── DATA SECTION ──
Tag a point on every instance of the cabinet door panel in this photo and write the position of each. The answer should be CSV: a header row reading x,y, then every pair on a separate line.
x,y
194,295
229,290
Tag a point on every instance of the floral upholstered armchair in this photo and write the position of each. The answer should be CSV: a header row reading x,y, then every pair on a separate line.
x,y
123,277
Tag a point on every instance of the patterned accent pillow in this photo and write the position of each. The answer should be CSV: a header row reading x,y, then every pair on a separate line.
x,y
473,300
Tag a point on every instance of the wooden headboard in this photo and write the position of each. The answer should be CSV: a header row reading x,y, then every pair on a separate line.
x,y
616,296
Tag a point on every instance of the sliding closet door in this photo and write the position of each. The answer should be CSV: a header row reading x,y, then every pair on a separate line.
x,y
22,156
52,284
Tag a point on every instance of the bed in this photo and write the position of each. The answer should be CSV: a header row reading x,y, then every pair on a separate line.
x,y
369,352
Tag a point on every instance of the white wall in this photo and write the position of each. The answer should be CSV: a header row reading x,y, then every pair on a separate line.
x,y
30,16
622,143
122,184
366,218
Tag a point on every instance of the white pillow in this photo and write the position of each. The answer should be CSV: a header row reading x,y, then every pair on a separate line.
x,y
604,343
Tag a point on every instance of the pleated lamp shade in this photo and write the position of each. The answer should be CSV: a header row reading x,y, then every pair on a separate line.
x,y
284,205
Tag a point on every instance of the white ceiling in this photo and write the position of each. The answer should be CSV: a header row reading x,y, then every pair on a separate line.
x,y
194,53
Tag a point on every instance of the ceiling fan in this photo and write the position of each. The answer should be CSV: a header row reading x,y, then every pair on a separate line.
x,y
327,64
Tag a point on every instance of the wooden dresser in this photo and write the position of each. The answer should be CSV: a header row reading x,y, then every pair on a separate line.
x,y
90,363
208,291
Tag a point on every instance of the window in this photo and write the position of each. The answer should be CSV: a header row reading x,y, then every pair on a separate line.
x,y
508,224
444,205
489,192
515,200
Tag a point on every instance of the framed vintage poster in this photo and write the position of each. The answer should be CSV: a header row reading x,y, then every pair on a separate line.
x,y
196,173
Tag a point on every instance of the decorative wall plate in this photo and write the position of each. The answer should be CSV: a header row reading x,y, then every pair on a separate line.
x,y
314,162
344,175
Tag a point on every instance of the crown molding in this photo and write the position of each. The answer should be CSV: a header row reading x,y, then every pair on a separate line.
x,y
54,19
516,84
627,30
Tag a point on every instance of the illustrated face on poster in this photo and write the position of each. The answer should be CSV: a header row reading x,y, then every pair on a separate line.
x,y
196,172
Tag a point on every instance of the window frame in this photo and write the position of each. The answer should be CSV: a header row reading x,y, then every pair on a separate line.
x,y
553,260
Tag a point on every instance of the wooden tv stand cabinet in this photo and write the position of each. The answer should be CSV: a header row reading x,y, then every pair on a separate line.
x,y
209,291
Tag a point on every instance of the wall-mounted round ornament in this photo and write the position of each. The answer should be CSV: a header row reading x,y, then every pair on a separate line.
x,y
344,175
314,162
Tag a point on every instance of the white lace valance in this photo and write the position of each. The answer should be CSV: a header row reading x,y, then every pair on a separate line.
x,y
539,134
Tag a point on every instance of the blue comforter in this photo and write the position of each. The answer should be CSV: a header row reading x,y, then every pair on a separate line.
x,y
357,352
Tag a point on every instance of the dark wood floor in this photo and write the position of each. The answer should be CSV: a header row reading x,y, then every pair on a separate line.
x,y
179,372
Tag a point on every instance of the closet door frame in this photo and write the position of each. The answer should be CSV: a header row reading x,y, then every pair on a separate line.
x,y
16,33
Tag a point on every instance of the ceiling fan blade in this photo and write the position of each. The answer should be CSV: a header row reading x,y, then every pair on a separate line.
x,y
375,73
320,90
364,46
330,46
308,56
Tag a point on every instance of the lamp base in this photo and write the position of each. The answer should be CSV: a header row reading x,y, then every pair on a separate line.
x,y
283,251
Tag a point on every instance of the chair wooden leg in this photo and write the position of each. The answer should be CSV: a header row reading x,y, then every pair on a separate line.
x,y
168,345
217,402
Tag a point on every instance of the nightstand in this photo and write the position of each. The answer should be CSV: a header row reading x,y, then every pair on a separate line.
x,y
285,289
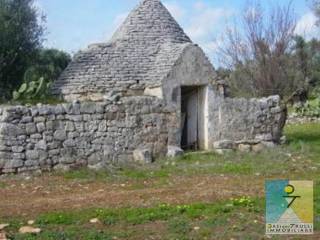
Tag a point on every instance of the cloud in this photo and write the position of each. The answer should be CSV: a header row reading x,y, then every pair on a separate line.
x,y
176,10
120,19
306,26
202,23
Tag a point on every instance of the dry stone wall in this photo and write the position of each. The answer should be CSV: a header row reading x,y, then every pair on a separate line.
x,y
82,134
244,123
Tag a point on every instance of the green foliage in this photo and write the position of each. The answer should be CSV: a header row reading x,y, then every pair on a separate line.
x,y
239,217
311,108
49,64
32,90
300,70
20,37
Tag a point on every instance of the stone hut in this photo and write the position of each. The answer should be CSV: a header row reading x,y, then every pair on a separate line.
x,y
146,93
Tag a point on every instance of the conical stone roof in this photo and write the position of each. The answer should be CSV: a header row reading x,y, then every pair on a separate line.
x,y
151,21
141,53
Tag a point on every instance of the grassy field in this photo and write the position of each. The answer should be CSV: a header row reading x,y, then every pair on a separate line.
x,y
196,196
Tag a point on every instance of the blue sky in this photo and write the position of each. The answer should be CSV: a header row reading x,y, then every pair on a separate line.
x,y
74,24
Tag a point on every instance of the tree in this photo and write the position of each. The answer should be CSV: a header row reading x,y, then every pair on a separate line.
x,y
316,8
20,37
38,78
258,50
49,64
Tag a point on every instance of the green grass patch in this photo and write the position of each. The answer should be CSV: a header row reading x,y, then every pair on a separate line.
x,y
178,219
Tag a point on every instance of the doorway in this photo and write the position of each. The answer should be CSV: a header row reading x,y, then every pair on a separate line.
x,y
193,119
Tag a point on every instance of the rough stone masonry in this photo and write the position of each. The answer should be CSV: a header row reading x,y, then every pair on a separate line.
x,y
83,134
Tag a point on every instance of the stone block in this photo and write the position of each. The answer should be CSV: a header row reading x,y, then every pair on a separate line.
x,y
224,144
32,154
13,164
174,151
143,155
31,128
41,127
60,135
244,148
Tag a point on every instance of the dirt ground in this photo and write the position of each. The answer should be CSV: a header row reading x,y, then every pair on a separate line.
x,y
21,197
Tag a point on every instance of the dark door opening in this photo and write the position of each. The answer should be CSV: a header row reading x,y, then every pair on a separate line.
x,y
191,117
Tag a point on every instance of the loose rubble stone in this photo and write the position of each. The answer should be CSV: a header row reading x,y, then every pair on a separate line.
x,y
120,124
244,147
224,144
142,155
174,151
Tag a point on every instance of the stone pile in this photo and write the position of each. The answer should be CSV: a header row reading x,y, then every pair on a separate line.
x,y
90,134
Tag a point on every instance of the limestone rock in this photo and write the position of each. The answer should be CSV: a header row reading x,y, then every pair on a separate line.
x,y
244,148
224,144
143,155
60,135
174,151
258,147
223,151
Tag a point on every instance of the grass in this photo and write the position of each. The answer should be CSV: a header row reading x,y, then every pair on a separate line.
x,y
237,218
178,221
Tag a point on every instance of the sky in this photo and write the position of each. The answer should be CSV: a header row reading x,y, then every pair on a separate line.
x,y
74,24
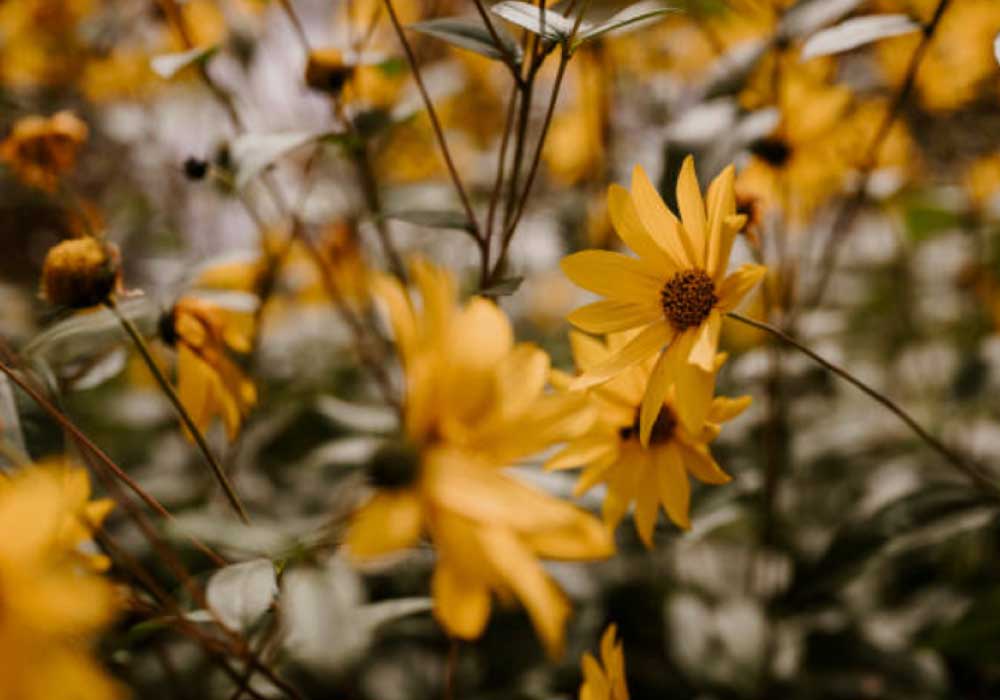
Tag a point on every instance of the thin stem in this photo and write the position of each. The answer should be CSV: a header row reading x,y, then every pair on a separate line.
x,y
182,412
849,211
438,131
958,461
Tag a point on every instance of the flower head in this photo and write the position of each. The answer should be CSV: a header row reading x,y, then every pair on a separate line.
x,y
676,292
605,680
81,272
650,475
209,383
52,602
41,150
474,403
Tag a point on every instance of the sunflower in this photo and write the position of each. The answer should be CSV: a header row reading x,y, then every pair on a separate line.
x,y
209,383
53,601
474,403
676,291
605,680
649,475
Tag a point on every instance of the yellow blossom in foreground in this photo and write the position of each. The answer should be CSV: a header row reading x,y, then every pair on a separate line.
x,y
40,150
474,403
52,603
676,291
209,383
652,475
605,680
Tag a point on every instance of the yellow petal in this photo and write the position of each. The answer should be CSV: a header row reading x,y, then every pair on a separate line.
x,y
704,350
652,401
545,603
673,486
610,316
613,275
652,339
658,221
630,229
699,462
721,204
692,208
390,521
694,386
461,603
738,285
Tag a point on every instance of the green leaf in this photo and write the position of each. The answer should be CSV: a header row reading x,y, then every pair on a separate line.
x,y
503,288
433,218
632,17
170,64
856,32
551,25
472,36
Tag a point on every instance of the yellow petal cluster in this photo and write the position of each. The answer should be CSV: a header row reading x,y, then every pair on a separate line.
x,y
475,402
52,602
675,292
209,383
605,680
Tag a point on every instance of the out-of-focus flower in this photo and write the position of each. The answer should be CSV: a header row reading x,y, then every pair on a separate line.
x,y
676,291
81,272
54,603
40,150
959,62
574,150
652,475
474,403
605,680
209,383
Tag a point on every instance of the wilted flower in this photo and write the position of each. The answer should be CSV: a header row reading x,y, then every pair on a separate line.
x,y
40,150
649,475
474,404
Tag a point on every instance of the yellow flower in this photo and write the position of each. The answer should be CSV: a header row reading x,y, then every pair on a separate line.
x,y
209,383
474,403
676,291
649,475
81,272
52,606
607,683
40,150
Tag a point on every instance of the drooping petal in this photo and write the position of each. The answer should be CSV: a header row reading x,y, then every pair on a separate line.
x,y
613,275
610,316
652,339
673,486
738,285
721,204
461,603
630,229
707,343
692,208
390,521
658,220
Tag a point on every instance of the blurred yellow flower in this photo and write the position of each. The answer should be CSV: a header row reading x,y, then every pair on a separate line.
x,y
53,602
676,291
651,475
40,150
474,403
605,680
209,383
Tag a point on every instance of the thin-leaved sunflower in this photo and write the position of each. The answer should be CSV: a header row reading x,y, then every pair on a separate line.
x,y
651,475
676,291
474,403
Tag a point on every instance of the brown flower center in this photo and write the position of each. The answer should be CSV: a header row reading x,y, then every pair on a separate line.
x,y
688,298
663,428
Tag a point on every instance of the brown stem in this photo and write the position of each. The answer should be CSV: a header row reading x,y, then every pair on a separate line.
x,y
960,463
───
▶ _SET TASK_: Give exactly the lines from the one with "Tag a point on every instance of the drooping" to the end of the entries, nothing before them.

▶ _EXPECTED ANSWER_:
Tag a point on every instance of the drooping petal in this photo and write the position of each. The answer should be CSV: a header row reading x,y, then every pair on a separate line.
x,y
613,275
610,316
652,339
673,486
738,285
721,204
461,603
630,229
707,343
692,208
390,521
658,220
Tag a point on every instance of the blurred yellow flower in this photo and write the position of each. The answer should be CSV: a header row reading x,y, then every pair on a separate line.
x,y
53,602
676,291
651,475
40,150
474,403
605,680
209,383
Tag a point on every instance of the thin-leaved sunflower in this photo and write the position of each. The answer should be CSV: a header row reading x,y, then every pair on a separate line.
x,y
651,475
676,291
474,403
Tag a point on every instance of the brown flower center in this photo and write the position of each. The answer should be CSV: a header row reading x,y, then every pair on a separate line.
x,y
688,298
663,428
Tag a point on every instance of the brown stem in this photo and write the position of each. The answer should be CSV: a header row reading x,y, then every pair on a separate line.
x,y
960,463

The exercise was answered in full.